(ИСХОДНЫЙ ТЕКСТ):

Союзные войска приготовили нам картофельный суп, дали буханку хлеба полукилограммовую на двоих и маленькую баночку с тушенкой. А народ-то истощенный, некоторые так понаелись – заворот кишок и умирали.

У нас Реня старше всех была, 1923 года рождения, мы ее слушали, как мать, и вот она командовала: поставили миску с супом, она: «По ложечке», мы по ложечке съели. Она говорит: «Положите ложки», а нас трясет, как алкоголиков, как тут положишь, есть хотим. Она настаивает, мы послушались, положили. Потом через минуту: «Еще по ложечке». Этим она спасла и себя, и нас.

Потом союзники поняли, что допустили ошибку, стали сортировать узников по болезни: у кого чесотка, у кого тиф. А здоровых вывезли в военный городок в лесу, расселили в двухэтажные дома, дали гражданскую одежду и мы там жили месяц, только, когда ходили, по привычке оглядывались – не укусит ли сзади за ноги собака.

(ДАННЫЕ ДЛЯ АНАЛИЗА):
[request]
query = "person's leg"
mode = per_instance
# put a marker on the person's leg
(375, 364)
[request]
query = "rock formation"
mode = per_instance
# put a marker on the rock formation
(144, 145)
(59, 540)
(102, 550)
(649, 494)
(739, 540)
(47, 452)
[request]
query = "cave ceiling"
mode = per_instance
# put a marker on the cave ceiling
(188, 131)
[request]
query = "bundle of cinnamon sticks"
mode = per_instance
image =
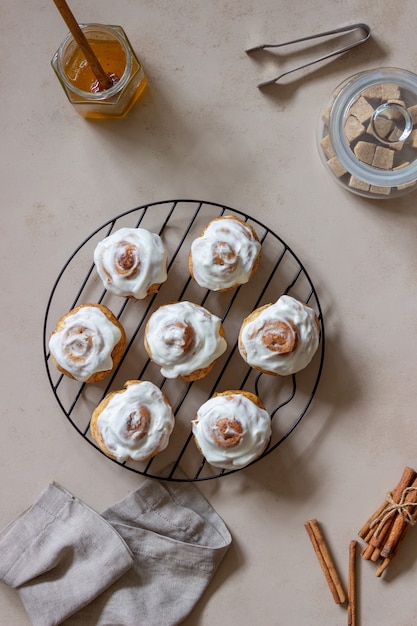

(ЗАДАНИЯ И УПРАЖНЕНИЯ):
**a)** Перепишите из исходного текста фрагмент от слов «Потом союзники поняли, что» до слов «за ноги собака.» включительно.
**b)** Переведите на английский язык предложение из исходного текста: «Союзные войска приготовили нам картофельный суп, дали буханку хлеба полукилограммовую на двоих и маленькую баночку с тушенкой».

(ОТВЕТЫ К ЗАДАНИЯМ):
**a)**
Потом союзники поняли, что допустили ошибку, стали сортировать узников по болезни: у кого чесотка, у кого тиф. А здоровых вывезли в военный городок в лесу, расселили в двухэтажные дома, дали гражданскую одежду и мы там жили месяц, только, когда ходили, по привычке оглядывались – не укусит ли сзади за ноги собака.

**b)** The Allied troops made potato soup for us and gave us a half-kilogram loaf of bread for every two people and a small can of stewed meat.